ARTICLE:
=-=-=

Un autre carottage est effectué : 40cm. Ici c’est litière, humus, schiste. Plus le sol est profond plus il y a de réserve utile en eau pour résister à la sécheresse. « 80cm cela aurait été mieux », tempère Clothilde. Pour savoir si le sol n’est pas hydromorphe (5), il faut regarder la couleur du schiste . Couleur rouille, c’est temporaire. Bleu, c’est permanent. Là, ce n’est pas le cas.
Si le but est de favoriser les feuillus, il faut tout de même laisser les résineux pour garder l’ombre. Le pin avec ses aiguilles laisse passer la lumière et les jeunes chênes apprécient, surtout en cas de canicule.

=-=-=

EXTRAIT DE DONNÉES:

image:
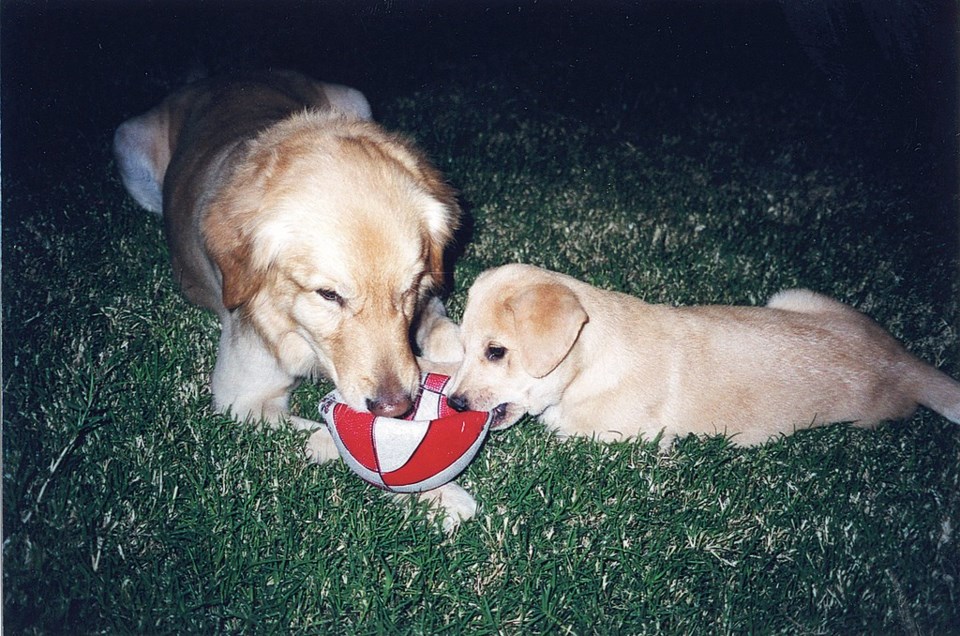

=-=-=

CONSIGNE 1: Traduisez en anglais la phrase suivante de l'article : « Le pin avec ses aiguilles laisse passer la lumière et les jeunes chênes apprécient, surtout en cas de canicule. »
CONSIGNE 2: Recopiez à l'identique le passage de l'article commençant par « Si le but est » et se terminant par « cas de canicule. ».
CONSIGNE 3:
Répondez brièvement à ces questions sur l'article :
(a) Quelle profondeur atteint le carottage effectué ?
(b) Quelle couleur du schiste signale une hydromorphie permanente ?
(c) Dans quel but faut-il laisser les résineux lorsqu'on veut favoriser les feuillus ?

RÉSULTAT FINAL 1: With its needles, the pine lets light through, and the young oaks appreciate it, especially during a heat wave.

RÉSULTAT FINAL 2:
Si le but est de favoriser les feuillus, il faut tout de même laisser les résineux pour garder l’ombre. Le pin avec ses aiguilles laisse passer la lumière et les jeunes chênes apprécient, surtout en cas de canicule.

RÉSULTAT FINAL 3:
(a) 40 cm.
(b) Le bleu.
(c) Pour garder l'ombre.